> **目的 1**
本文のうち「チャイタニヤ・タームハネー&「裁き」/裁判は続く、そして日常も続く」から「ネーについて紹介していこう。」までを、両端も含めてそのまま書き写すこと。

> **本文**
チャイタニヤ・タームハネー&「裁き」/裁判は続く、そして日常も続く

2015年の中頃、ロニ・エルカベッツ監督作"Gett"というイスラエルの法廷映画を観た。レビューを書いているので詳しくはこちらの記事を読んで欲しいのだが、今作は主人公の女性が夫と離婚するために裁判へと望むが、ユダヤ教の戒律に則った裁判がいかに女性差別的でいかに人々を疲弊させるかを身を以て体験する様を描いた作品で、ランタイム120分中の9.5割は裁判を繰り広げている、正に離婚調停版マッドマックス 怒りのデス・ロードといった凄まじい代物だった。

そして昨日、あるインド映画を観た。つい最近、新感覚インド映画と題したインド映画ガイドブックも読んだのだが、その作品は間違いなくその新感覚インド映画の系譜にある作品であり、それどころか映画界の新世代を代表する作品だろコレ!くらいの確信を抱かせるくらいに素晴らしき映画だった。ということで今回は"Gett"が陽ならこちらは陰といった異色の法廷映画「裁き」とその監督チャイタニヤ・タームハーネーについて紹介していこう。

チャイタニヤ・タームハーネーは1987年3月1日、インドのムンバイに生まれた。17歳から演劇に親しんでおり、執筆した戯曲は幾つもの賞を獲得するなど若い頃から既に才能を発揮していた。Mithibai大学では英文学を専攻していたのだが、在学中の2006年に早くも初長編であるドキュメンタリー"Four Step Plan"を友人のSudeep ModakSamir Lukkaと共に監督する。内容はボリウッドがいかにして他国の映画をパクってきたかで、例えばサンジャイ・リーラー・バンサーリー監督の"Black"アーサー・ペン「奇跡の人」を、ラケーシュ・オームプラカーシュ・メヘラー監督の"Rang De Basanti"ドゥニ・アルカン「モントリオールジーザス」をパクっているだとかetc.....その量はかなり莫大だそうで、これを通じてタームハーネー監督はボリウッド著作権法が軽視されている実態に切り込み、議論を巻き起こしたそうだ。この時で19歳、末恐ろしい存在である。

> **入力データ**
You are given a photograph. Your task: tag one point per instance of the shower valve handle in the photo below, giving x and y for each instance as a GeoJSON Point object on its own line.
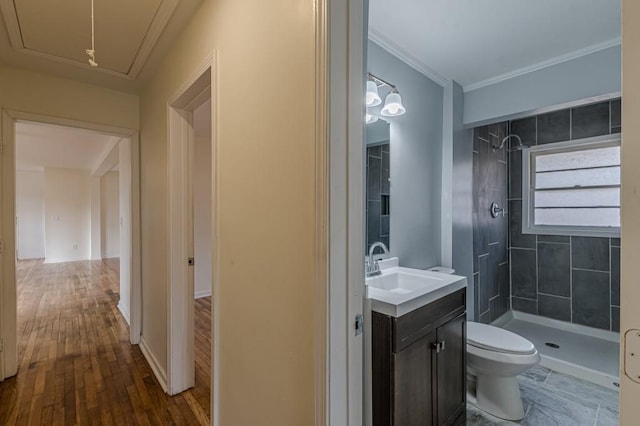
{"type": "Point", "coordinates": [496, 210]}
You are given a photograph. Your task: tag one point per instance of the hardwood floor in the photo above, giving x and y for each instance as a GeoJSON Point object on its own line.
{"type": "Point", "coordinates": [76, 365]}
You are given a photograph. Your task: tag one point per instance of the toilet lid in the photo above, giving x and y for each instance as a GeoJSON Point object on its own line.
{"type": "Point", "coordinates": [496, 339]}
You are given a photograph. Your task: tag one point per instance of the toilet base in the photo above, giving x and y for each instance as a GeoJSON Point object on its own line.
{"type": "Point", "coordinates": [496, 395]}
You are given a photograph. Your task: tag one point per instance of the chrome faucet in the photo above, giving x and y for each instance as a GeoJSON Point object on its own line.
{"type": "Point", "coordinates": [372, 268]}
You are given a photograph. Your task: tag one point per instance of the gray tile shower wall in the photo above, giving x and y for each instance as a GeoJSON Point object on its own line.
{"type": "Point", "coordinates": [574, 279]}
{"type": "Point", "coordinates": [490, 236]}
{"type": "Point", "coordinates": [378, 202]}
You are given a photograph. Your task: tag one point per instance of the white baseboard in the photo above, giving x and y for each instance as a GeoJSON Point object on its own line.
{"type": "Point", "coordinates": [62, 260]}
{"type": "Point", "coordinates": [200, 294]}
{"type": "Point", "coordinates": [160, 374]}
{"type": "Point", "coordinates": [125, 313]}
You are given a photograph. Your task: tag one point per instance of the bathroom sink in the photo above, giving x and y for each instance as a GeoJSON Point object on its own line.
{"type": "Point", "coordinates": [398, 290]}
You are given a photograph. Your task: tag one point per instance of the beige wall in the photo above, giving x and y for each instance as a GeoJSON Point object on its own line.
{"type": "Point", "coordinates": [32, 92]}
{"type": "Point", "coordinates": [67, 200]}
{"type": "Point", "coordinates": [265, 108]}
{"type": "Point", "coordinates": [629, 289]}
{"type": "Point", "coordinates": [110, 214]}
{"type": "Point", "coordinates": [30, 214]}
{"type": "Point", "coordinates": [202, 236]}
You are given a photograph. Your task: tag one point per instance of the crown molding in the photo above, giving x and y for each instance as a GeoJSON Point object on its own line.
{"type": "Point", "coordinates": [406, 57]}
{"type": "Point", "coordinates": [154, 31]}
{"type": "Point", "coordinates": [544, 64]}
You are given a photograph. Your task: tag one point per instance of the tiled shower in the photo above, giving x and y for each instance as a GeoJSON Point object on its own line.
{"type": "Point", "coordinates": [573, 279]}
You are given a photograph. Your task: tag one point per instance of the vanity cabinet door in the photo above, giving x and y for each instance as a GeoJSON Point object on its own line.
{"type": "Point", "coordinates": [451, 371]}
{"type": "Point", "coordinates": [413, 393]}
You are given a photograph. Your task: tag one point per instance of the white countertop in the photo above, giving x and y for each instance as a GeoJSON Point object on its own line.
{"type": "Point", "coordinates": [399, 290]}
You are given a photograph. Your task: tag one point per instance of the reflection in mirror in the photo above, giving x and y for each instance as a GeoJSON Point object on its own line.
{"type": "Point", "coordinates": [378, 183]}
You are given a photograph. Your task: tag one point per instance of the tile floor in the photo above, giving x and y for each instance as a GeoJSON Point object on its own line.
{"type": "Point", "coordinates": [555, 399]}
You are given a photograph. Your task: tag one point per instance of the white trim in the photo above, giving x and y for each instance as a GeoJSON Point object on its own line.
{"type": "Point", "coordinates": [544, 64]}
{"type": "Point", "coordinates": [215, 247]}
{"type": "Point", "coordinates": [154, 31]}
{"type": "Point", "coordinates": [124, 313]}
{"type": "Point", "coordinates": [64, 259]}
{"type": "Point", "coordinates": [406, 57]}
{"type": "Point", "coordinates": [201, 294]}
{"type": "Point", "coordinates": [346, 78]}
{"type": "Point", "coordinates": [180, 309]}
{"type": "Point", "coordinates": [158, 371]}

> **目的 2**
記録のうち「of the reflection」を含む行から記録の最後の行まで（両端を含む）を、空行を除いてMarkdownの表にしてください。列は「番号」と「内容」の二つとし、各行に番号を振ること。

> **解答 1**
チャイタニヤ・タームハネー&「裁き」/裁判は続く、そして日常も続く

2015年の中頃、ロニ・エルカベッツ監督作"Gett"というイスラエルの法廷映画を観た。レビューを書いているので詳しくはこちらの記事を読んで欲しいのだが、今作は主人公の女性が夫と離婚するために裁判へと望むが、ユダヤ教の戒律に則った裁判がいかに女性差別的でいかに人々を疲弊させるかを身を以て体験する様を描いた作品で、ランタイム120分中の9.5割は裁判を繰り広げている、正に離婚調停版マッドマックス 怒りのデス・ロードといった凄まじい代物だった。

そして昨日、あるインド映画を観た。つい最近、新感覚インド映画と題したインド映画ガイドブックも読んだのだが、その作品は間違いなくその新感覚インド映画の系譜にある作品であり、それどころか映画界の新世代を代表する作品だろコレ!くらいの確信を抱かせるくらいに素晴らしき映画だった。ということで今回は"Gett"が陽ならこちらは陰といった異色の法廷映画「裁き」とその監督チャイタニヤ・タームハーネーについて紹介していこう。

> **解答 2**
| 番号 | 内容 |
|---|---|
| 1 | You are given a photograph. Your task: tag one point per instance of the reflection in mirror in the photo above, giving x and y for each instance as a GeoJSON Point object on its own line. |
| 2 | {"type": "Point", "coordinates": [378, 183]} |
| 3 | You are given a photograph. Your task: tag one point per instance of the tile floor in the photo above, giving x and y for each instance as a GeoJSON Point object on its own line. |
| 4 | {"type": "Point", "coordinates": [555, 399]} |
| 5 | You are given a photograph. Your task: tag one point per instance of the white trim in the photo above, giving x and y for each instance as a GeoJSON Point object on its own line. |
| 6 | {"type": "Point", "coordinates": [544, 64]} |
| 7 | {"type": "Point", "coordinates": [215, 247]} |
| 8 | {"type": "Point", "coordinates": [154, 31]} |
| 9 | {"type": "Point", "coordinates": [124, 313]} |
| 10 | {"type": "Point", "coordinates": [64, 259]} |
| 11 | {"type": "Point", "coordinates": [406, 57]} |
| 12 | {"type": "Point", "coordinates": [201, 294]} |
| 13 | {"type": "Point", "coordinates": [346, 78]} |
| 14 | {"type": "Point", "coordinates": [180, 309]} |
| 15 | {"type": "Point", "coordinates": [158, 371]} |